By Dr. Selwyn R. Cudjoe
April 25, 2012

Dr. Karl Case, a dear friend and one of the most eminent economists in the United States, has always pointed out to me that part of the greatness of the United States lies in innovative scientific research that takes place at its MITs (Massachusetts Institute of Technology) and its California Techs; in its Silicone Valleys and Route 128 in Boston, Massachusetts. Dr. Case should know. He is one of the founders of the S&P Case-Shiller Home Price Index, the leading indicator for the US housing market; a member of the Standards and Poors Index Advisory Committee and the Academic Advisory Board of the Federal Reserve Board of Boston; the co-author of Principles of Economics that is used in over 300 colleges and universities in the United States. Not only is he knowledgeable but he has proved his mettle in the hard, cold world of United States capitalist market.

I say all of these things to underline that no country becomes prosperous without a fundamental understanding of economic and scientific knowledge and technical know-how; the careful nurturing of its talent; and investing in the future. It also needs managers of the highest caliber; men and women who reverence achievements in various fields of endeavor; and those who think arduously about the future development of one's country. None of these attributes are capricious. They are arrived at after robust preparation and a commitment to hard work, both mental and manual.

This is why I am so disgusted by the nonsense that passes for understating in our society and the thin filament of stupidity passes as wisdom personified. In any serious country persons who are placed in positions of responsibility act with discretion and wisdom. Where there are gaps in knowledge and know-how, they recruit persons who can help them to achieve national objectives.

I am not unaware that in parliamentary democracies election to political power gives one the divine right to chose whoever one wishes to act as ministers to conduct the nation's business. Generally, excesses of political power are safeguarded by an array of public servants and permanent secretaries who collectively possess the institutional knowledge and the requisite training that allow them to guard the public purse. This is why there is always a tense relationship between these public servants and ministers who necessarily cannot know that to which they have not been exposed.
■ ■ ■
→ Problem set
- 1) In the essay, which index that tracks the US housing market did Dr. Karl Case help found?
- 2) Write out the part of the essay between "This is why I" and "achieve national objectives.", inclusive, word for word.

→ Provided data
■ ■ ■
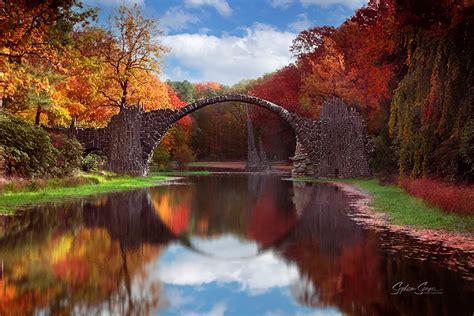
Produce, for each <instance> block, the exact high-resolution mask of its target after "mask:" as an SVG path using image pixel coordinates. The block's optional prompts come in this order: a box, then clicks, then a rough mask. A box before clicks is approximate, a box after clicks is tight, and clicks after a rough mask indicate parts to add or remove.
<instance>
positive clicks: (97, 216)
mask: <svg viewBox="0 0 474 316" xmlns="http://www.w3.org/2000/svg"><path fill="white" fill-rule="evenodd" d="M83 213H84V214H83V217H84V223H85V224H86V225H88V226H90V227H102V228H105V229H107V231H108V233H109V234H110V236H111V237H112V239H113V240H118V241H120V242H121V244H122V245H123V247H125V248H126V249H128V248H132V249H133V248H137V247H139V246H140V245H142V244H143V243H157V244H164V243H167V242H169V241H170V240H173V239H175V238H176V236H175V235H174V234H173V233H172V232H171V231H170V230H169V229H168V227H166V225H164V224H163V222H162V221H161V219H160V218H159V217H158V216H157V215H156V213H155V210H154V208H153V206H152V203H151V201H150V198H149V195H148V191H147V190H137V191H131V192H119V193H113V194H109V199H108V201H107V202H106V203H105V204H103V205H100V206H97V205H92V204H86V205H84V212H83Z"/></svg>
■ ■ ■
→ List of solutions
- 1) The S&P Case-Shiller Home Price Index.

- 2)
This is why I am so disgusted by the nonsense that passes for understating in our society and the thin filament of stupidity passes as wisdom personified. In any serious country persons who are placed in positions of responsibility act with discretion and wisdom. Where there are gaps in knowledge and know-how, they recruit persons who can help them to achieve national objectives.